## Data extract
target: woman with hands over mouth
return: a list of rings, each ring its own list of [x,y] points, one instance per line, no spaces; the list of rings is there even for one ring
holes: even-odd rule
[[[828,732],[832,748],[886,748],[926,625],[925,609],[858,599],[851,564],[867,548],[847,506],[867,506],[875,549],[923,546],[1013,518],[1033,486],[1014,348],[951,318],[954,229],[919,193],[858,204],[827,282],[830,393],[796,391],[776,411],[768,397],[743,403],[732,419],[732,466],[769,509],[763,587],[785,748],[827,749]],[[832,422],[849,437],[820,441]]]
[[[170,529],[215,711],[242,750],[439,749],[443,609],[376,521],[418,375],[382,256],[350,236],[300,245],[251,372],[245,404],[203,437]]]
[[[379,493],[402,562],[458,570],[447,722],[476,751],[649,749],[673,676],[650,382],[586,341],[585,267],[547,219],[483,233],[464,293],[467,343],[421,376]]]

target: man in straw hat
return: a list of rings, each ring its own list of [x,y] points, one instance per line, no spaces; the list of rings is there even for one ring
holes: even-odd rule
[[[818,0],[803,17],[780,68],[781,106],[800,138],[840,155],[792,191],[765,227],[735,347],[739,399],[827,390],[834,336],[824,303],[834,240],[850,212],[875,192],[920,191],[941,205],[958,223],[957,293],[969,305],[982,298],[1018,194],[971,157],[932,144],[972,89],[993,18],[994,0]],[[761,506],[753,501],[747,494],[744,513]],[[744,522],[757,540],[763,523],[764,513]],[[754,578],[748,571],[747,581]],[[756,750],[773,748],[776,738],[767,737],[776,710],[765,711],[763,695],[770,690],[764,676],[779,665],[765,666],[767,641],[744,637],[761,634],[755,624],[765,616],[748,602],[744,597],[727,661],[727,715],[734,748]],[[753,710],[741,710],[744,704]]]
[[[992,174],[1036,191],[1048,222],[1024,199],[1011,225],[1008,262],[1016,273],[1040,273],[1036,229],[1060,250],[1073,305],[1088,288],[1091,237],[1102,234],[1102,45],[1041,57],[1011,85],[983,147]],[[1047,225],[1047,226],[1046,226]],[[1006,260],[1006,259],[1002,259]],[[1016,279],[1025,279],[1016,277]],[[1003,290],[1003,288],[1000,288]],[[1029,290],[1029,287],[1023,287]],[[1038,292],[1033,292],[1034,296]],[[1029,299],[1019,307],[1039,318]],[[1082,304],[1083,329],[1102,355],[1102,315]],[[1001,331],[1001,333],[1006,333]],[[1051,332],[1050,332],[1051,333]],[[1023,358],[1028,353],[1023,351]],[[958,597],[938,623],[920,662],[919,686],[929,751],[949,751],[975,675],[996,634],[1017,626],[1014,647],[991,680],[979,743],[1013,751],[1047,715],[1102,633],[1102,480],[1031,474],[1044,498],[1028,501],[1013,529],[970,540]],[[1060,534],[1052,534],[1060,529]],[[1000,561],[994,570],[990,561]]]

## The request
Rewrite the material above with "even-odd rule" swapped for "nonzero winding rule" everywhere it appears. Leave everything else as it is.

## Solved problem
target: woman with hands over mouth
return: a list of rings, each ring its own list of [x,y] points, one instance per line, no spaces; the list of rings is there even for one ring
holes: nonzero winding rule
[[[828,732],[832,748],[886,748],[926,625],[925,609],[858,599],[851,564],[867,548],[847,506],[867,506],[875,549],[923,546],[1013,518],[1033,486],[1014,348],[951,318],[954,229],[919,193],[858,204],[827,282],[830,393],[796,391],[776,411],[768,397],[743,403],[732,419],[732,466],[769,509],[763,587],[785,748],[827,749]],[[832,422],[849,437],[820,441]]]
[[[170,529],[215,711],[242,750],[439,749],[443,609],[376,521],[418,375],[382,256],[350,236],[300,245],[251,372],[245,404],[203,437]]]
[[[379,493],[402,562],[458,570],[447,722],[476,751],[649,749],[673,676],[650,382],[586,341],[585,267],[547,219],[483,233],[464,293],[467,343],[421,376]]]

target: man in straw hat
return: a list of rings, each ring its own list of [x,y] points, one instance per line, no spaces; the list of rings is there even for one ring
holes: nonzero winding rule
[[[818,0],[803,17],[780,68],[781,106],[800,138],[840,155],[792,191],[765,227],[735,347],[739,399],[827,390],[834,336],[824,303],[834,240],[850,212],[875,192],[920,191],[941,205],[958,223],[957,293],[969,305],[982,298],[1018,194],[971,157],[932,144],[972,89],[993,18],[994,0]],[[761,506],[753,501],[747,494],[744,513]],[[744,522],[757,540],[763,523],[764,513]],[[754,578],[748,571],[747,581]],[[756,750],[773,748],[776,738],[767,737],[776,710],[765,711],[763,695],[770,690],[764,676],[779,665],[765,666],[767,641],[744,637],[761,634],[755,624],[765,616],[748,602],[744,597],[727,661],[727,715],[734,748]],[[753,710],[741,710],[744,704]]]
[[[992,174],[1036,191],[1048,222],[1024,199],[1011,225],[1008,262],[1016,273],[1040,273],[1036,229],[1060,250],[1073,305],[1088,288],[1091,237],[1102,234],[1102,45],[1041,57],[1011,85],[983,147]],[[1047,225],[1047,226],[1046,226]],[[1006,260],[1006,259],[1002,259]],[[1016,279],[1025,279],[1016,277]],[[1003,290],[1003,288],[1000,288]],[[1029,290],[1029,287],[1023,287]],[[1038,292],[1033,292],[1034,296]],[[1029,299],[1019,307],[1039,318]],[[1082,304],[1083,329],[1102,355],[1102,315]],[[1001,331],[1001,333],[1006,333]],[[1051,332],[1050,332],[1051,333]],[[1023,358],[1028,353],[1023,351]],[[958,597],[938,623],[920,662],[919,686],[929,751],[949,751],[975,675],[996,634],[1017,626],[1014,647],[991,680],[979,743],[1013,751],[1047,715],[1102,633],[1102,480],[1031,474],[1044,498],[1028,501],[1013,529],[970,540]],[[1060,534],[1052,534],[1060,529]],[[1000,561],[994,570],[990,561]]]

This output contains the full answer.